REQUIRED WORK » Your task is to transcribe the data in full.
==== RECORDS FOR THIS EXERCISE
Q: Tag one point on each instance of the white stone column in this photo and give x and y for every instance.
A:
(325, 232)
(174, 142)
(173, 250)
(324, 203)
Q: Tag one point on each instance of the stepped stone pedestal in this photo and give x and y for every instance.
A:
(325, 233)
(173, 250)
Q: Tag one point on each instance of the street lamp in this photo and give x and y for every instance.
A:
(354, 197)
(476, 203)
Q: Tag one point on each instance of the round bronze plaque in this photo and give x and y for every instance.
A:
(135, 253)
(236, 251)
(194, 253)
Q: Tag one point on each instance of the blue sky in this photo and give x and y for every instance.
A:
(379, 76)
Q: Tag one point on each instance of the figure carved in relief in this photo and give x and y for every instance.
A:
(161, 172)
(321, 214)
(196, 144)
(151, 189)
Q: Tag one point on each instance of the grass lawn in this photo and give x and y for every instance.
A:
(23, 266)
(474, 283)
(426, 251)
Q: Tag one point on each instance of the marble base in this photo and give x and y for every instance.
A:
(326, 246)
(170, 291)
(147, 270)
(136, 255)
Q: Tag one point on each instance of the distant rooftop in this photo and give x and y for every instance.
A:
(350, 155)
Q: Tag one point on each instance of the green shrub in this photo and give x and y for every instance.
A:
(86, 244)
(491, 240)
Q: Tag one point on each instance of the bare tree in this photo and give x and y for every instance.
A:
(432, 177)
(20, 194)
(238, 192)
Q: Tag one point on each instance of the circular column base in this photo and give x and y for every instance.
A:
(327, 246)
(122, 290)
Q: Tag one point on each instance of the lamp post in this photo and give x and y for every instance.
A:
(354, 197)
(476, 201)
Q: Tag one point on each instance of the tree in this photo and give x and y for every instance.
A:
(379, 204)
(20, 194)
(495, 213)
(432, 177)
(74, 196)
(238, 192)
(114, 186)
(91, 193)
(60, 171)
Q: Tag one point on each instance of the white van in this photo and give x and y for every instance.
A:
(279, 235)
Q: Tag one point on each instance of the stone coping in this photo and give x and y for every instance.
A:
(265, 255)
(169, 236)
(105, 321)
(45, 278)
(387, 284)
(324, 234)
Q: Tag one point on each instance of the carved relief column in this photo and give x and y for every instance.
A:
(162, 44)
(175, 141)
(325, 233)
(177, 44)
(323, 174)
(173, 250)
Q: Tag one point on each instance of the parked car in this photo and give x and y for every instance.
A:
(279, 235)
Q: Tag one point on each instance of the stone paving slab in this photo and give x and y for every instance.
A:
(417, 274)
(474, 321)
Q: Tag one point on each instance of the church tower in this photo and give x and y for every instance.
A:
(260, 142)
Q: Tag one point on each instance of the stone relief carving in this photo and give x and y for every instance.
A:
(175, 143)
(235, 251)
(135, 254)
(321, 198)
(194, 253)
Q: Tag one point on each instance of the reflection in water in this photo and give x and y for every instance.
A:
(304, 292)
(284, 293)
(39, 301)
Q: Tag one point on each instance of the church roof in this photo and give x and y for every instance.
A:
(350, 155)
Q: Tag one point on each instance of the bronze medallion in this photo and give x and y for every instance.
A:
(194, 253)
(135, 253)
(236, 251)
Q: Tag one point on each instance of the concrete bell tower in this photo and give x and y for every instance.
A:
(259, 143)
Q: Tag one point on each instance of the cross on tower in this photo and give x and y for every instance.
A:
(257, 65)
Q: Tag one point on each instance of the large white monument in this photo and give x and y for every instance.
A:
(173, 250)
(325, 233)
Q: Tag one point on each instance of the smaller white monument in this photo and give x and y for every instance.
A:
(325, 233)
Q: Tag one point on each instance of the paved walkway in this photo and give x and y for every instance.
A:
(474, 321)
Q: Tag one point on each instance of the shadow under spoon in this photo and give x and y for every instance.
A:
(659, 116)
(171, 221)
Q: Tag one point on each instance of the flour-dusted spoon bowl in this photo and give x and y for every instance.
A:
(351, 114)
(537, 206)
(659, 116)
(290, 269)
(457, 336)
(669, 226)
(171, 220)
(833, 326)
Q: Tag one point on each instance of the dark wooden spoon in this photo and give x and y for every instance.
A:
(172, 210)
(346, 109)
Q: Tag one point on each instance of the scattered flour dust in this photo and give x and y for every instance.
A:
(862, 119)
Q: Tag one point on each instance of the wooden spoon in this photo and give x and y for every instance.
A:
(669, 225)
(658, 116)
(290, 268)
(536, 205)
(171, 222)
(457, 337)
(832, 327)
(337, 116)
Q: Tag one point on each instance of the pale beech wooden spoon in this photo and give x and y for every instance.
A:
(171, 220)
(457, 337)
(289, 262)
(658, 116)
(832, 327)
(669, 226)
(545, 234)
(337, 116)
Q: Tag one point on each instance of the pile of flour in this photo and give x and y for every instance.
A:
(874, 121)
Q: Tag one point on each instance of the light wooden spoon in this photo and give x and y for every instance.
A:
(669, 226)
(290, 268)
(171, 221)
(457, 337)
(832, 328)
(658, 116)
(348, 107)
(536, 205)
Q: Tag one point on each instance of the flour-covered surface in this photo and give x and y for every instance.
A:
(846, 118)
========
WRITTEN RESPONSE »
Q: Tag one point on each instance of the white stone column in this photo and give x and y for every instance.
A:
(325, 232)
(174, 142)
(173, 250)
(324, 203)
Q: Tag one point on each instance of the stepped stone pedestal in this photo and give x and y for every instance.
A:
(325, 233)
(173, 250)
Q: Tag one point on each instance of the street lamp in this photo and give x and y for every instance.
A:
(354, 197)
(476, 203)
Q: Tag one point on each instance of the round bronze plaque in this photo and give x and y for every instance.
A:
(135, 253)
(236, 251)
(194, 253)
Q: Tag one point on each instance of the blue sky in this photo and give x and y for every instance.
A:
(379, 76)
Q: Tag one point on each instance of the figure carved in relief in this photo and give x and y for every instance.
A:
(161, 172)
(321, 214)
(196, 144)
(151, 189)
Q: Tag one point on each instance of the grass lawn in this photo and give x and y for every instance.
A:
(23, 266)
(474, 283)
(426, 251)
Q: Tag one point on each instance of the marble base in this photo and give x and y for every instance.
A:
(326, 246)
(170, 291)
(147, 270)
(136, 255)
Q: Tag one point on each instance of the distant rooftop in this photo and give x and y for every instance.
A:
(350, 155)
Q: Tag one point on each instance of the green shrub in this photo and give x and y for every instance.
A:
(86, 244)
(491, 240)
Q: Tag one point on each instance of the bare tree in this photo and give x and y for every instance.
A:
(432, 177)
(20, 194)
(238, 192)
Q: Tag one point on each instance of the circular column base in this photo and give x and y for every instance.
A:
(327, 246)
(122, 290)
Q: Tag one point on each instance of the lamp post in this photo and give x and y for every instance.
A:
(354, 197)
(476, 201)
Q: Tag one point on each instance of the tree in this photo and give x and y for every instance.
A:
(379, 204)
(20, 194)
(495, 213)
(432, 177)
(74, 196)
(238, 192)
(114, 186)
(91, 193)
(60, 171)
Q: Tag one point on each instance of the white van in this photo and give x and y for every instance.
A:
(279, 235)
Q: Tag one point on each instance of the stone coping in this photo and give x and y for every instance.
A:
(265, 255)
(169, 236)
(105, 321)
(45, 278)
(387, 284)
(324, 234)
Q: Tag one point on each instance of the carved relief column in this photo and give x and y for every instance.
A:
(162, 44)
(175, 141)
(325, 233)
(177, 44)
(323, 174)
(173, 250)
Q: Tag one point on each instance of the parked car in this photo and give x and y for every instance.
A:
(279, 235)
Q: Tag one point on each instance of the stone paving slab in this photo and give x and y for every instance.
A:
(417, 274)
(474, 321)
Q: Tag one point on each instance of the church tower in this photo and give x and y for every instance.
A:
(260, 142)
Q: Tag one point on each instance of the stone relief carving in this photo and give x and y for every instance.
A:
(175, 143)
(235, 251)
(135, 254)
(321, 198)
(194, 253)
Q: Tag one point on each instance of the reflection in water in this photo and give x and y for every instance.
A:
(304, 292)
(284, 293)
(39, 301)
Q: Tag one point on each instance of the church roof in this photo and give x and y for every instance.
A:
(350, 155)
Q: Tag one point on each instance of the bronze medallion in this photo and give x and y for every instance.
A:
(194, 253)
(135, 253)
(236, 251)
Q: Tag one point on each instance of the concrete bell tower in this photo and give x and y for every instance.
A:
(259, 143)
Q: Tag one point on each instance of the cross on tower in this photo and give x and y for every instance.
A:
(257, 65)
Q: Tag one point on each instance of the large white monument in this photo and give x and y for every instance.
A:
(173, 250)
(325, 233)
Q: Tag one point on each instance of the smaller white monument in this photo and give x and y for every instance.
A:
(325, 233)
Q: Tag one point on each instance of the paved walkway in this photo and give x and y for every instance.
A:
(474, 321)
Q: Tag one point on each instance of the shadow under spoon in this photo and give x and y for every instance.
A:
(659, 116)
(171, 221)
Q: Tag one point on each instance of the flour-dusted spoon bowl in this photo and give x and y for every instance.
A:
(351, 114)
(537, 206)
(659, 116)
(290, 269)
(457, 336)
(669, 226)
(171, 220)
(833, 326)
Q: Tag one point on each instance of the dark wooden spoon in this photo and give x and y for every instance.
A:
(172, 210)
(346, 109)
Q: Tag one point on each instance of the scattered flour dust in this photo and give x and y for every instance.
A:
(862, 119)
Q: Tag one point on each instance of the wooden spoon in this photo and give x and y for every instance.
A:
(669, 225)
(658, 116)
(290, 268)
(536, 205)
(171, 222)
(457, 337)
(832, 327)
(337, 116)
Q: Tag one point on each instance of the pale beech wooden spoon in this photo and give x and y for every instance.
A:
(171, 220)
(457, 337)
(289, 262)
(658, 116)
(832, 327)
(669, 226)
(545, 234)
(337, 116)
Q: Tag one point on each instance of the pile of flour in this photo and give x and y for every instance.
A:
(874, 121)
Q: Tag one point on each instance of the light wooden spoon in this photo and give x and y for every instance.
A:
(669, 226)
(290, 268)
(171, 221)
(457, 337)
(832, 328)
(658, 116)
(348, 107)
(536, 205)
Q: Tag one point on each instance of the flour-covered surface in this photo and give x and y for every instance.
A:
(846, 118)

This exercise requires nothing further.